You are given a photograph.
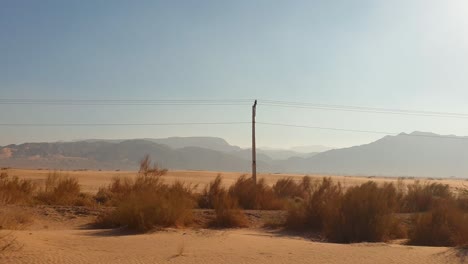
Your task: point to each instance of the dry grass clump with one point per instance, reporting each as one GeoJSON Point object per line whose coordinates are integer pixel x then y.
{"type": "Point", "coordinates": [63, 190]}
{"type": "Point", "coordinates": [258, 196]}
{"type": "Point", "coordinates": [317, 208]}
{"type": "Point", "coordinates": [421, 197]}
{"type": "Point", "coordinates": [14, 190]}
{"type": "Point", "coordinates": [365, 213]}
{"type": "Point", "coordinates": [147, 202]}
{"type": "Point", "coordinates": [288, 188]}
{"type": "Point", "coordinates": [362, 213]}
{"type": "Point", "coordinates": [8, 243]}
{"type": "Point", "coordinates": [444, 225]}
{"type": "Point", "coordinates": [211, 193]}
{"type": "Point", "coordinates": [13, 218]}
{"type": "Point", "coordinates": [227, 211]}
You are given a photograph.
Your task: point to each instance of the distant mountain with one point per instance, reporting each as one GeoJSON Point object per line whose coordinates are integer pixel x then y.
{"type": "Point", "coordinates": [281, 154]}
{"type": "Point", "coordinates": [310, 149]}
{"type": "Point", "coordinates": [123, 155]}
{"type": "Point", "coordinates": [415, 154]}
{"type": "Point", "coordinates": [212, 143]}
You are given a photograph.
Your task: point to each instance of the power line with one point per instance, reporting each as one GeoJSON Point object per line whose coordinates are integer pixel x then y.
{"type": "Point", "coordinates": [117, 124]}
{"type": "Point", "coordinates": [359, 131]}
{"type": "Point", "coordinates": [348, 108]}
{"type": "Point", "coordinates": [123, 102]}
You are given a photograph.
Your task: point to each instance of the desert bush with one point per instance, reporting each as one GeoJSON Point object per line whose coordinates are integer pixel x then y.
{"type": "Point", "coordinates": [15, 191]}
{"type": "Point", "coordinates": [115, 191]}
{"type": "Point", "coordinates": [362, 213]}
{"type": "Point", "coordinates": [254, 196]}
{"type": "Point", "coordinates": [288, 188]}
{"type": "Point", "coordinates": [167, 205]}
{"type": "Point", "coordinates": [147, 202]}
{"type": "Point", "coordinates": [63, 190]}
{"type": "Point", "coordinates": [8, 243]}
{"type": "Point", "coordinates": [444, 225]}
{"type": "Point", "coordinates": [13, 218]}
{"type": "Point", "coordinates": [228, 213]}
{"type": "Point", "coordinates": [366, 213]}
{"type": "Point", "coordinates": [421, 197]}
{"type": "Point", "coordinates": [211, 193]}
{"type": "Point", "coordinates": [320, 205]}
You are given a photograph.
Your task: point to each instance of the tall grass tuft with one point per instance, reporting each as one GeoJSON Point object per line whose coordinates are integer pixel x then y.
{"type": "Point", "coordinates": [362, 213]}
{"type": "Point", "coordinates": [444, 225]}
{"type": "Point", "coordinates": [320, 205]}
{"type": "Point", "coordinates": [258, 196]}
{"type": "Point", "coordinates": [366, 213]}
{"type": "Point", "coordinates": [14, 190]}
{"type": "Point", "coordinates": [421, 197]}
{"type": "Point", "coordinates": [147, 202]}
{"type": "Point", "coordinates": [63, 190]}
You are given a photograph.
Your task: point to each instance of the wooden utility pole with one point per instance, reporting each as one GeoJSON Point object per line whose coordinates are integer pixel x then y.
{"type": "Point", "coordinates": [254, 151]}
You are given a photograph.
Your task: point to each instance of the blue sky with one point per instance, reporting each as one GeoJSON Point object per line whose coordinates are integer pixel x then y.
{"type": "Point", "coordinates": [391, 54]}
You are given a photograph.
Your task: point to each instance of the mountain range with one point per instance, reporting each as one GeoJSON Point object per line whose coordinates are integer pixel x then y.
{"type": "Point", "coordinates": [415, 154]}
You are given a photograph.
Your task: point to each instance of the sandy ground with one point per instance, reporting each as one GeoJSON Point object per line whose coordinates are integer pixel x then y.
{"type": "Point", "coordinates": [90, 181]}
{"type": "Point", "coordinates": [208, 246]}
{"type": "Point", "coordinates": [61, 235]}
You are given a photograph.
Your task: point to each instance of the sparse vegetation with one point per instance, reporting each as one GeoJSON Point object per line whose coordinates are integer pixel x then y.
{"type": "Point", "coordinates": [148, 202]}
{"type": "Point", "coordinates": [365, 213]}
{"type": "Point", "coordinates": [63, 190]}
{"type": "Point", "coordinates": [8, 243]}
{"type": "Point", "coordinates": [421, 197]}
{"type": "Point", "coordinates": [15, 191]}
{"type": "Point", "coordinates": [444, 225]}
{"type": "Point", "coordinates": [227, 211]}
{"type": "Point", "coordinates": [13, 218]}
{"type": "Point", "coordinates": [254, 196]}
{"type": "Point", "coordinates": [362, 213]}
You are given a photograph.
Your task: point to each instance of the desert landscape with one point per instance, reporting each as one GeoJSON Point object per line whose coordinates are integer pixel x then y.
{"type": "Point", "coordinates": [44, 233]}
{"type": "Point", "coordinates": [214, 131]}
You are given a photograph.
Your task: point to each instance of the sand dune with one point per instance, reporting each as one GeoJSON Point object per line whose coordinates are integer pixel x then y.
{"type": "Point", "coordinates": [61, 235]}
{"type": "Point", "coordinates": [208, 246]}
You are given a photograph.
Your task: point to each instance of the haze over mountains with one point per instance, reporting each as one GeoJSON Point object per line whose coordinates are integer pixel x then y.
{"type": "Point", "coordinates": [415, 154]}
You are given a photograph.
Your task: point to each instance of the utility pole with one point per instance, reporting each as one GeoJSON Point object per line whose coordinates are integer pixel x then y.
{"type": "Point", "coordinates": [254, 150]}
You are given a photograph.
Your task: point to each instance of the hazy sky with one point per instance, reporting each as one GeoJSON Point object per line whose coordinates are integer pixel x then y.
{"type": "Point", "coordinates": [391, 54]}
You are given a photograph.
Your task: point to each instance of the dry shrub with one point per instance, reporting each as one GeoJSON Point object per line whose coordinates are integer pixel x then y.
{"type": "Point", "coordinates": [14, 190]}
{"type": "Point", "coordinates": [13, 218]}
{"type": "Point", "coordinates": [147, 202]}
{"type": "Point", "coordinates": [288, 188]}
{"type": "Point", "coordinates": [444, 225]}
{"type": "Point", "coordinates": [228, 213]}
{"type": "Point", "coordinates": [362, 213]}
{"type": "Point", "coordinates": [8, 243]}
{"type": "Point", "coordinates": [319, 206]}
{"type": "Point", "coordinates": [115, 192]}
{"type": "Point", "coordinates": [366, 213]}
{"type": "Point", "coordinates": [251, 196]}
{"type": "Point", "coordinates": [211, 193]}
{"type": "Point", "coordinates": [421, 197]}
{"type": "Point", "coordinates": [63, 190]}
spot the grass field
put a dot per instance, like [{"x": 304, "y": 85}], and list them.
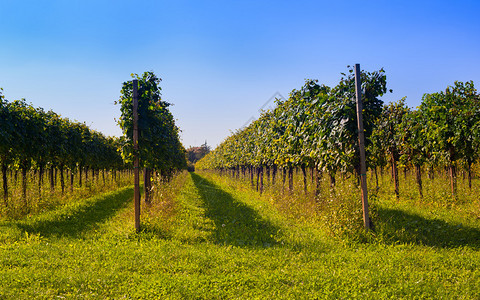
[{"x": 210, "y": 238}]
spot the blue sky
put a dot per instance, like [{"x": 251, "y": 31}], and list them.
[{"x": 220, "y": 61}]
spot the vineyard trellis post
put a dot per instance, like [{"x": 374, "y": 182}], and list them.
[
  {"x": 361, "y": 143},
  {"x": 136, "y": 160}
]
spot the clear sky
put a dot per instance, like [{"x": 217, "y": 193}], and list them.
══════════
▸ INSTRUCTIONS FOR THE TASK
Each record is to be written out exactly. No picture goes in.

▸ RESULT OF THIS TASK
You are given a photograph.
Your task: point to each instance of the dry grass clump with one point per instance, reporting each as one GeoJSON Point object per line whose coordinates are integer pixel x then y.
{"type": "Point", "coordinates": [63, 190]}
{"type": "Point", "coordinates": [258, 196]}
{"type": "Point", "coordinates": [317, 208]}
{"type": "Point", "coordinates": [421, 197]}
{"type": "Point", "coordinates": [14, 190]}
{"type": "Point", "coordinates": [365, 213]}
{"type": "Point", "coordinates": [147, 202]}
{"type": "Point", "coordinates": [288, 188]}
{"type": "Point", "coordinates": [362, 213]}
{"type": "Point", "coordinates": [8, 243]}
{"type": "Point", "coordinates": [444, 225]}
{"type": "Point", "coordinates": [211, 193]}
{"type": "Point", "coordinates": [13, 218]}
{"type": "Point", "coordinates": [227, 211]}
You are given a photograph.
Your task: point to each instance of the distant mountain with one point per instance, reporting each as one GeoJSON Point object per line whose coordinates are integer pixel x then y.
{"type": "Point", "coordinates": [281, 154]}
{"type": "Point", "coordinates": [310, 149]}
{"type": "Point", "coordinates": [123, 155]}
{"type": "Point", "coordinates": [415, 154]}
{"type": "Point", "coordinates": [212, 143]}
You are given a photograph.
Your task: point to each instance of the power line with one point per instance, reporting each as one GeoJSON Point object per line whose coordinates are integer pixel x then y.
{"type": "Point", "coordinates": [117, 124]}
{"type": "Point", "coordinates": [359, 131]}
{"type": "Point", "coordinates": [348, 108]}
{"type": "Point", "coordinates": [123, 102]}
You are given a photograph.
Your task: point to each instance of the desert bush with one point per instance, reporting each as one GeoJSON Point object per line whose coordinates are integer pixel x then y.
{"type": "Point", "coordinates": [15, 191]}
{"type": "Point", "coordinates": [115, 191]}
{"type": "Point", "coordinates": [362, 213]}
{"type": "Point", "coordinates": [254, 196]}
{"type": "Point", "coordinates": [288, 188]}
{"type": "Point", "coordinates": [167, 205]}
{"type": "Point", "coordinates": [147, 202]}
{"type": "Point", "coordinates": [63, 190]}
{"type": "Point", "coordinates": [8, 243]}
{"type": "Point", "coordinates": [444, 225]}
{"type": "Point", "coordinates": [13, 218]}
{"type": "Point", "coordinates": [228, 213]}
{"type": "Point", "coordinates": [366, 213]}
{"type": "Point", "coordinates": [421, 197]}
{"type": "Point", "coordinates": [211, 193]}
{"type": "Point", "coordinates": [320, 205]}
You are given a photograph.
Your task: point to each instance of the tall grass tuft with one point per instance, reporting each as one GeoJSON Point object per line whose coordinates are integer pixel x then y.
{"type": "Point", "coordinates": [362, 213]}
{"type": "Point", "coordinates": [444, 225]}
{"type": "Point", "coordinates": [320, 205]}
{"type": "Point", "coordinates": [258, 196]}
{"type": "Point", "coordinates": [366, 213]}
{"type": "Point", "coordinates": [14, 190]}
{"type": "Point", "coordinates": [421, 197]}
{"type": "Point", "coordinates": [147, 202]}
{"type": "Point", "coordinates": [63, 190]}
You are given a photograph.
Your task: point to each instance of the wooden utility pole with one point per instance, reporting each as one GeoJSON Point object per line whose coordinates are integer pixel x then y.
{"type": "Point", "coordinates": [254, 151]}
You are given a photograph.
Your task: point to each instance of the blue sky with one point per instance, reporting each as one GeoJSON Point object per line whose coordinates are integer pixel x then y.
{"type": "Point", "coordinates": [391, 54]}
You are given a photograph.
Your task: point to each instance of the mountain range with one point per instance, reporting each as one GeoJSON Point object per line whose coordinates are integer pixel x then y.
{"type": "Point", "coordinates": [415, 154]}
You are given a photograph.
Your task: point to each instance of the sandy ground with one point per instance, reporting each as one GeoJSON Point object per line whose coordinates are integer pixel x then y.
{"type": "Point", "coordinates": [90, 181]}
{"type": "Point", "coordinates": [208, 246]}
{"type": "Point", "coordinates": [61, 235]}
You are given a photograph.
Your task: point to each instance of the sparse vegetation with one point per instance, reporting each as one GeoJSON Point object per line whose coordinates are integer pixel x then y.
{"type": "Point", "coordinates": [148, 202]}
{"type": "Point", "coordinates": [365, 213]}
{"type": "Point", "coordinates": [63, 190]}
{"type": "Point", "coordinates": [8, 243]}
{"type": "Point", "coordinates": [421, 197]}
{"type": "Point", "coordinates": [15, 191]}
{"type": "Point", "coordinates": [444, 225]}
{"type": "Point", "coordinates": [227, 211]}
{"type": "Point", "coordinates": [13, 218]}
{"type": "Point", "coordinates": [254, 196]}
{"type": "Point", "coordinates": [362, 213]}
You are given a photograph.
Your task: point to each instance of the desert landscape with one point per instance, reporting each as one GeoJSON Point object per line whose coordinates are integer pixel x then y.
{"type": "Point", "coordinates": [44, 233]}
{"type": "Point", "coordinates": [214, 131]}
You are given a photograph.
Your task: point to each instance of the sand dune with one point per instance, reporting each as one GeoJSON Point object per line whose coordinates are integer pixel x then y.
{"type": "Point", "coordinates": [61, 235]}
{"type": "Point", "coordinates": [208, 246]}
You are given a photograph.
Your task: point to each instance of the haze over mountains with one point per instance, reporting each as one GeoJSON Point object per line whose coordinates are integer pixel x then y.
{"type": "Point", "coordinates": [415, 154]}
You are given a photograph.
Your task: point to each instance of the utility pole with one point per instance, reporting each as one GeoJSON Point object per line whose coordinates are integer pixel x then y.
{"type": "Point", "coordinates": [254, 150]}
You are given a photograph.
Your task: point to each instance of the hazy sky with one point per instance, reporting each as one GeoJSON Point object per line whose coordinates are integer pixel x then y.
{"type": "Point", "coordinates": [391, 54]}
You are given a photograph.
Your task: point to each instance of the dry shrub with one point per instance, reporting each as one GeoJSON Point object per line whose coordinates are integer pixel x then y.
{"type": "Point", "coordinates": [14, 190]}
{"type": "Point", "coordinates": [13, 218]}
{"type": "Point", "coordinates": [147, 202]}
{"type": "Point", "coordinates": [288, 188]}
{"type": "Point", "coordinates": [444, 225]}
{"type": "Point", "coordinates": [228, 213]}
{"type": "Point", "coordinates": [362, 213]}
{"type": "Point", "coordinates": [8, 243]}
{"type": "Point", "coordinates": [319, 206]}
{"type": "Point", "coordinates": [115, 192]}
{"type": "Point", "coordinates": [366, 213]}
{"type": "Point", "coordinates": [251, 196]}
{"type": "Point", "coordinates": [211, 193]}
{"type": "Point", "coordinates": [421, 197]}
{"type": "Point", "coordinates": [63, 190]}
spot the grass field
put a dot per instance, like [{"x": 304, "y": 85}], and list them.
[{"x": 210, "y": 238}]
spot the blue sky
put a dot per instance, like [{"x": 251, "y": 31}], and list them.
[{"x": 220, "y": 61}]
spot the vineyard trellis post
put a dot per instance, like [{"x": 374, "y": 182}], and list them.
[
  {"x": 361, "y": 143},
  {"x": 136, "y": 160}
]
spot the clear sky
put a dot per instance, like [{"x": 217, "y": 193}], and list them.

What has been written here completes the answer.